-------- Data in this exercise --------
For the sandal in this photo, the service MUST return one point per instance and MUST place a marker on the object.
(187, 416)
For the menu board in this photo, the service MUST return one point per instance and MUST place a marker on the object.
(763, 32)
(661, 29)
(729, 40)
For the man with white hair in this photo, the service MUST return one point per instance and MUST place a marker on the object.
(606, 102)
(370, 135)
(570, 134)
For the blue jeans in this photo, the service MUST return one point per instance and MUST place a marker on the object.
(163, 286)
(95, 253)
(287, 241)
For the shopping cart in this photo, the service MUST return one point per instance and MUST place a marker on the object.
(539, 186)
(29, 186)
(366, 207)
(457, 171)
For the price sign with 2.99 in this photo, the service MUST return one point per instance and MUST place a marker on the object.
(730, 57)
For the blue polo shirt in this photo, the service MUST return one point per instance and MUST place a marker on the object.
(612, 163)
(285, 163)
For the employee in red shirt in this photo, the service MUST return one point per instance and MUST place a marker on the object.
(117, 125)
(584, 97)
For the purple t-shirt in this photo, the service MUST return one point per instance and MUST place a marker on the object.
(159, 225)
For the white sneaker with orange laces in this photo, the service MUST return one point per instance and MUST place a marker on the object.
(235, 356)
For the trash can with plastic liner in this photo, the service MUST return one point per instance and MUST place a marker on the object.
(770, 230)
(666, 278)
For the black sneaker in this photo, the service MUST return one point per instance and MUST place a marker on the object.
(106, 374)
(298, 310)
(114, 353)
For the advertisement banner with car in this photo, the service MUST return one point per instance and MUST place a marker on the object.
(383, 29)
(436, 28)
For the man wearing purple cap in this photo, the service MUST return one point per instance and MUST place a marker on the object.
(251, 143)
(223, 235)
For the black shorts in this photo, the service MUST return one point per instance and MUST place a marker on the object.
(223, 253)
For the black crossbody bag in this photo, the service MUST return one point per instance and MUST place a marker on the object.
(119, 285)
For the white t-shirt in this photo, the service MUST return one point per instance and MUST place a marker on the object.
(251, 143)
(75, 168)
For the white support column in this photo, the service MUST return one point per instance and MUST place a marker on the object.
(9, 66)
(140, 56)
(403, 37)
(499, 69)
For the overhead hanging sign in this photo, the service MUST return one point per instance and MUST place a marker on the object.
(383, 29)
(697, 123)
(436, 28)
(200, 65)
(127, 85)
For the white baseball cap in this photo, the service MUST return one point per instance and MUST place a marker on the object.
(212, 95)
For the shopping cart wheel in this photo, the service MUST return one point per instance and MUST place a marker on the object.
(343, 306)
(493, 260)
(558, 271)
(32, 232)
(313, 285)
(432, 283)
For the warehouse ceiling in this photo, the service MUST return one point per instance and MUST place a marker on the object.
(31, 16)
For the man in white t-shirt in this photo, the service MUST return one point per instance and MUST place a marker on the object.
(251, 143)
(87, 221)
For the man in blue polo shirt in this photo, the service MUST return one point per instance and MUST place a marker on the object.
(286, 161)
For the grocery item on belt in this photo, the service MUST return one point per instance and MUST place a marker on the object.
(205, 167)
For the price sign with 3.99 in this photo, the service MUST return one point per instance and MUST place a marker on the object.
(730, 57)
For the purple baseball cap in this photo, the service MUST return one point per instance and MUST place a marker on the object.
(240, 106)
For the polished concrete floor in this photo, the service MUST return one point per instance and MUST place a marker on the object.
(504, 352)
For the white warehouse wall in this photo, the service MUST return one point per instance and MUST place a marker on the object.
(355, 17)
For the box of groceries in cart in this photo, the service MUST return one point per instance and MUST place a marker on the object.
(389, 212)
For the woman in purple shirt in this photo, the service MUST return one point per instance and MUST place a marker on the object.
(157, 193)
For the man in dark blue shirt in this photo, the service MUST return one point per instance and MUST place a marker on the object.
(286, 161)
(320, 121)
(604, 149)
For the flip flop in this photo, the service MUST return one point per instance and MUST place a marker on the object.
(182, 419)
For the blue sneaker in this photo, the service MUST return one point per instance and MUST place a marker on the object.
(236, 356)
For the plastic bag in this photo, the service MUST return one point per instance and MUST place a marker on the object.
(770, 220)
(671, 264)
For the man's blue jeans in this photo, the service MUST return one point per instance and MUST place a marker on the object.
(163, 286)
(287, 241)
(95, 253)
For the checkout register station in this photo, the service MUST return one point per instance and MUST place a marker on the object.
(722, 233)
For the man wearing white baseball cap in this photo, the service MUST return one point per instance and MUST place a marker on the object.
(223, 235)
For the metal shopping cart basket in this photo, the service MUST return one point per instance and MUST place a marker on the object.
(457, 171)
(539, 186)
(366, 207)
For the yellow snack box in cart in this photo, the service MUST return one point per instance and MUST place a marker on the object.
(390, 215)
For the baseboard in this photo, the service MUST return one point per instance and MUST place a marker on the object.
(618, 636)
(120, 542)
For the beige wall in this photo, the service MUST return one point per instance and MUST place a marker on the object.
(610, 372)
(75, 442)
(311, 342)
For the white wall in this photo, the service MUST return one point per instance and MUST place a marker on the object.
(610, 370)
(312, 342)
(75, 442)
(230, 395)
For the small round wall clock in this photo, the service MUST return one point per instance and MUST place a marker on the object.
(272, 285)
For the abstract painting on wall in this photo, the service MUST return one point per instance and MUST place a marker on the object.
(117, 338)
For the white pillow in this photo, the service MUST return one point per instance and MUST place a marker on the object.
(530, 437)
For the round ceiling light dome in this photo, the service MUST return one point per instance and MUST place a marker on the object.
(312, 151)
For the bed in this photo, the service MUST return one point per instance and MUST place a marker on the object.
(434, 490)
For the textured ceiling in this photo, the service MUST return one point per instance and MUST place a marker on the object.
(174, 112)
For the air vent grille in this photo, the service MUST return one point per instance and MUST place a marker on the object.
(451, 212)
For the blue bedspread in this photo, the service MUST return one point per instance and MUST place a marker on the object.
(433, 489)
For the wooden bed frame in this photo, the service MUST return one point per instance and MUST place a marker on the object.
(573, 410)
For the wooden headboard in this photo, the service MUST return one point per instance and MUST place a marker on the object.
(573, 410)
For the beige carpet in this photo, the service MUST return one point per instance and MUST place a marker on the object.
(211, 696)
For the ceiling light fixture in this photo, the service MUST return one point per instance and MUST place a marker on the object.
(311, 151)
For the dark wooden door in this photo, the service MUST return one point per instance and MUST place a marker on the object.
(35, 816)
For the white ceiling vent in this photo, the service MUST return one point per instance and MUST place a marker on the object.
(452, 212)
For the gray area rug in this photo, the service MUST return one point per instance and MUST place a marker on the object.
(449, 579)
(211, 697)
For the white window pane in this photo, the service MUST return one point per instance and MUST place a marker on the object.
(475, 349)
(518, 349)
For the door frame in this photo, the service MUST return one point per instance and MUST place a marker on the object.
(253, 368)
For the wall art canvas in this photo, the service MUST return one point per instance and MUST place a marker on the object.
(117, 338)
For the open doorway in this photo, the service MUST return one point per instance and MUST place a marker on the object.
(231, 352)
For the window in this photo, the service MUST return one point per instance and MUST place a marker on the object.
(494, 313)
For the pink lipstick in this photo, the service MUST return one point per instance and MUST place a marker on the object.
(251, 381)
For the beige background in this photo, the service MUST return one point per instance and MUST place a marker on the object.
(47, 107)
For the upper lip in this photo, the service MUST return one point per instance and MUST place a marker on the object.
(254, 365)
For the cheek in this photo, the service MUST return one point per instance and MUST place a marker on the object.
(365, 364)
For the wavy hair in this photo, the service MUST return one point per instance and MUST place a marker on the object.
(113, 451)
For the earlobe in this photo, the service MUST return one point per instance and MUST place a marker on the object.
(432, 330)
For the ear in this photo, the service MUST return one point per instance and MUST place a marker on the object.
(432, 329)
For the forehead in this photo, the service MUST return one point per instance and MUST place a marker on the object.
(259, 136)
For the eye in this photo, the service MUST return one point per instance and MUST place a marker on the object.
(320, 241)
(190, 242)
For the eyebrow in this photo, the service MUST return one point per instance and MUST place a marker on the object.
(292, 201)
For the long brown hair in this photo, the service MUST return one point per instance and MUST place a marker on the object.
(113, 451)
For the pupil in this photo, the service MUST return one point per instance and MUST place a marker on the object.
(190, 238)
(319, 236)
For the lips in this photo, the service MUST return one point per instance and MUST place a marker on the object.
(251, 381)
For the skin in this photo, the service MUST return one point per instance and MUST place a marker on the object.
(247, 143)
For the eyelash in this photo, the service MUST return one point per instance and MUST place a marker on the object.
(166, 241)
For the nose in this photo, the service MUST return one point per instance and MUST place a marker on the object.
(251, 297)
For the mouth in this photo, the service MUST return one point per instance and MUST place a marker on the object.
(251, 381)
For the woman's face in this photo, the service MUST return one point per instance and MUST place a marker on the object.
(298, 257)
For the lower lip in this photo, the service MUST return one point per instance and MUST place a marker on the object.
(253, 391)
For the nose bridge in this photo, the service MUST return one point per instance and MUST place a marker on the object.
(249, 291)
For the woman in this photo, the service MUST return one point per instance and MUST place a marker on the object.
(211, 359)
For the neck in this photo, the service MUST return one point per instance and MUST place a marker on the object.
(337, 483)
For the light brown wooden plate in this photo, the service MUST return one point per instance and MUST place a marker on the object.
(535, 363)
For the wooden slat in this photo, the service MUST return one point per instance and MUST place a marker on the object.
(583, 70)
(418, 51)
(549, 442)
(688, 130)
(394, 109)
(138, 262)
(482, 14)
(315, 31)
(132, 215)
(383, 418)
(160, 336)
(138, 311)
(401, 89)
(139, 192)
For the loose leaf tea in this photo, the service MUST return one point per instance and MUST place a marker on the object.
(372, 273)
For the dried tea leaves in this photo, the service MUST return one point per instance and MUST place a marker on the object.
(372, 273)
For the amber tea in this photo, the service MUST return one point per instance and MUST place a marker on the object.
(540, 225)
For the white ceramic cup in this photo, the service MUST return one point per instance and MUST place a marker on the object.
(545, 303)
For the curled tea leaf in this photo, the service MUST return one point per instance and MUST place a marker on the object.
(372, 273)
--------
◆ **Work to complete**: Return exactly the lines from the one containing "For the mouth" to the last line of the data, and nothing more.

◆ **Reply to the exercise**:
For the mouth in this photo, the service MUST return one point per instance and MUST place a marker on the object.
(251, 381)
For the woman's face in this photo, the service MUST return one point per instance and MUST place a marker on the object.
(298, 257)
For the lower lip in this photo, the service MUST return one point per instance and MUST place a marker on the object.
(253, 391)
For the nose bridge in this photo, the service MUST return one point per instance and MUST place a marker on the object.
(249, 291)
For the woman in this photo, the service MUST return one point per instance and MUST place a marker on the object.
(211, 359)
For the neck in this photo, the service MUST return one point per instance and MUST place a marker on the object.
(337, 483)
For the light brown wooden plate in this photo, the service MUST return one point per instance and MUST place a marker on the object.
(535, 363)
For the wooden slat in this photo, the service MUST return one point per instance and MUST place a marker on the object.
(583, 70)
(418, 51)
(549, 442)
(688, 130)
(394, 109)
(138, 262)
(482, 14)
(315, 31)
(132, 215)
(383, 418)
(160, 336)
(138, 311)
(401, 89)
(139, 192)
For the loose leaf tea in this photo, the service MUST return one point per instance and MUST place a marker on the object.
(372, 273)
For the dried tea leaves in this photo, the service MUST return one point per instance and MUST place a marker on the object.
(372, 273)
For the amber tea in this photo, the service MUST return one point per instance and MUST place a marker on the object.
(540, 225)
For the white ceramic cup in this photo, the service MUST return one point per instance and MUST place a marker on the object.
(545, 303)
For the curled tea leaf in this photo, the service MUST return one point per instance and MUST place a marker on the object.
(372, 273)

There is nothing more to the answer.